_Work required_
Without changing anything, transcribe all of the entries.

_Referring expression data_
________________________
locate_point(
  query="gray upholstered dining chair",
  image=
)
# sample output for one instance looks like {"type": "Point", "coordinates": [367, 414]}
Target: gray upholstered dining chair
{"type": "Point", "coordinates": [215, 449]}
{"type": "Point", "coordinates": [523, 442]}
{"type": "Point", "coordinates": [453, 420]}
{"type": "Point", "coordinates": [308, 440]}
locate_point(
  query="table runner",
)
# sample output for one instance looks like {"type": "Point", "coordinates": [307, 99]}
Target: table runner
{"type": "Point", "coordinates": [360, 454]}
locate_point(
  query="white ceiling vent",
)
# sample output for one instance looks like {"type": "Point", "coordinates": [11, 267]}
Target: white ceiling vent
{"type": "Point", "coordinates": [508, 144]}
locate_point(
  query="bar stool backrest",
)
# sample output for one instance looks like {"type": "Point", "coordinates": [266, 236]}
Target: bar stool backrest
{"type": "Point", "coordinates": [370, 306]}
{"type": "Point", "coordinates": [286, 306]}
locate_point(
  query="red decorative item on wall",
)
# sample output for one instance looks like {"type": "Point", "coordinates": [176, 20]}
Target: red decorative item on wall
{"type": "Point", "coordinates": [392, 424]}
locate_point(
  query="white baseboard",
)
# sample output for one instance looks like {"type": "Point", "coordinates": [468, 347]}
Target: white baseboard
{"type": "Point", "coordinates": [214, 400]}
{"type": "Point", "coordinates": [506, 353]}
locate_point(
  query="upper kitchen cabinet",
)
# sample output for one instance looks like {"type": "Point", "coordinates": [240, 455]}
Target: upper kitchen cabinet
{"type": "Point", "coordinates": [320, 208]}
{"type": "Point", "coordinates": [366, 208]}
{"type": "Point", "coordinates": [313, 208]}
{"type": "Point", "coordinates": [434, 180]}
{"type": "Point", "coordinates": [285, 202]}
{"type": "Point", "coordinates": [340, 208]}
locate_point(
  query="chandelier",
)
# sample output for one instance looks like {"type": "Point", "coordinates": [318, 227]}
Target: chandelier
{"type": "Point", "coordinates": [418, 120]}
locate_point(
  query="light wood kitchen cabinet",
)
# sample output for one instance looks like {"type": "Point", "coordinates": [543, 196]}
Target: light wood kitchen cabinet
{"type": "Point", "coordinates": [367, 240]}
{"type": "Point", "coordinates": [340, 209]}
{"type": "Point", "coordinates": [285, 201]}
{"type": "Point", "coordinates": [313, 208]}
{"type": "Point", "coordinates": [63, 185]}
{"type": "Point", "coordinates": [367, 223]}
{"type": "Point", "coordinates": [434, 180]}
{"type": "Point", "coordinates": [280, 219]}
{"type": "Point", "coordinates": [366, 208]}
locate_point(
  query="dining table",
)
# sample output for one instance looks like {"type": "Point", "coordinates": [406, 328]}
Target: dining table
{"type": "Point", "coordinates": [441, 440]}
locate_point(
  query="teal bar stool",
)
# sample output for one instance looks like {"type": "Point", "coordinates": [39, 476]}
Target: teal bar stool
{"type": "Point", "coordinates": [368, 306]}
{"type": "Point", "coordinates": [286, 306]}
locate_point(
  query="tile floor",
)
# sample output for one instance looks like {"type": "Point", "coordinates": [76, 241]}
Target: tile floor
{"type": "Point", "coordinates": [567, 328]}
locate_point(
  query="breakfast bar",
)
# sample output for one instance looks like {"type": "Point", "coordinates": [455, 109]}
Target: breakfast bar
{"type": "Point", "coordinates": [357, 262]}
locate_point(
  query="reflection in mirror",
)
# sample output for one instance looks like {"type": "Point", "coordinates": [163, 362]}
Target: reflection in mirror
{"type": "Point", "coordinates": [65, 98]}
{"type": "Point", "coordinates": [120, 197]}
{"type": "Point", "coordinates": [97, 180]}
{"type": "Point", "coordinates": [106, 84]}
________________________
_Answer for this exercise_
locate_point(
  query="gray upholstered dining chair",
  image=
)
# sample output for one instance looks like {"type": "Point", "coordinates": [367, 414]}
Target: gray upholstered dining chair
{"type": "Point", "coordinates": [215, 449]}
{"type": "Point", "coordinates": [523, 442]}
{"type": "Point", "coordinates": [453, 420]}
{"type": "Point", "coordinates": [308, 440]}
locate_point(
  query="table runner",
)
# sample output for one instance looks like {"type": "Point", "coordinates": [307, 99]}
Target: table runner
{"type": "Point", "coordinates": [360, 454]}
locate_point(
  query="white ceiling vent",
)
# sample output for one instance looks like {"type": "Point", "coordinates": [11, 267]}
Target: white ceiling vent
{"type": "Point", "coordinates": [508, 144]}
locate_point(
  query="bar stool backrest",
)
# sample output for one instance looks like {"type": "Point", "coordinates": [266, 236]}
Target: bar stool backrest
{"type": "Point", "coordinates": [370, 306]}
{"type": "Point", "coordinates": [286, 306]}
locate_point(
  query="red decorative item on wall",
)
# sample output for one instance looks like {"type": "Point", "coordinates": [176, 20]}
Target: red decorative item on wall
{"type": "Point", "coordinates": [392, 424]}
locate_point(
  query="white baseboard",
)
# sample output for one instance looks like {"type": "Point", "coordinates": [468, 347]}
Target: white baseboard
{"type": "Point", "coordinates": [214, 400]}
{"type": "Point", "coordinates": [506, 353]}
locate_point(
  query="upper kitchen cabinet",
)
# sample output for one instance looks like {"type": "Point", "coordinates": [240, 455]}
Target: upper kitchen cabinet
{"type": "Point", "coordinates": [320, 208]}
{"type": "Point", "coordinates": [366, 208]}
{"type": "Point", "coordinates": [313, 208]}
{"type": "Point", "coordinates": [434, 180]}
{"type": "Point", "coordinates": [285, 202]}
{"type": "Point", "coordinates": [340, 208]}
locate_point(
  query="chandelier",
)
# sample output for one instance looks like {"type": "Point", "coordinates": [318, 227]}
Target: chandelier
{"type": "Point", "coordinates": [418, 120]}
locate_point(
  query="light wood kitchen cabinet",
)
# sample output for one instance looks like {"type": "Point", "coordinates": [543, 196]}
Target: light wood kitchen cabinet
{"type": "Point", "coordinates": [367, 240]}
{"type": "Point", "coordinates": [340, 209]}
{"type": "Point", "coordinates": [285, 201]}
{"type": "Point", "coordinates": [313, 208]}
{"type": "Point", "coordinates": [63, 185]}
{"type": "Point", "coordinates": [367, 223]}
{"type": "Point", "coordinates": [434, 180]}
{"type": "Point", "coordinates": [280, 219]}
{"type": "Point", "coordinates": [366, 208]}
locate_point(
  query="dining table",
)
# sample output for one instance looks like {"type": "Point", "coordinates": [406, 328]}
Target: dining table
{"type": "Point", "coordinates": [441, 440]}
locate_point(
  query="teal bar stool",
)
# sample output for one instance looks like {"type": "Point", "coordinates": [39, 476]}
Target: teal bar stool
{"type": "Point", "coordinates": [368, 306]}
{"type": "Point", "coordinates": [286, 306]}
locate_point(
  query="tile floor",
)
# sample output for one instance looks like {"type": "Point", "coordinates": [76, 241]}
Target: tile floor
{"type": "Point", "coordinates": [567, 328]}
locate_point(
  query="breakfast bar",
)
# sample output for one instance looks like {"type": "Point", "coordinates": [455, 109]}
Target: breakfast bar
{"type": "Point", "coordinates": [357, 262]}
locate_point(
  query="reflection in mirror",
)
# sample output for one instance looks like {"type": "Point", "coordinates": [163, 362]}
Target: reflection in mirror
{"type": "Point", "coordinates": [65, 98]}
{"type": "Point", "coordinates": [120, 197]}
{"type": "Point", "coordinates": [97, 180]}
{"type": "Point", "coordinates": [106, 84]}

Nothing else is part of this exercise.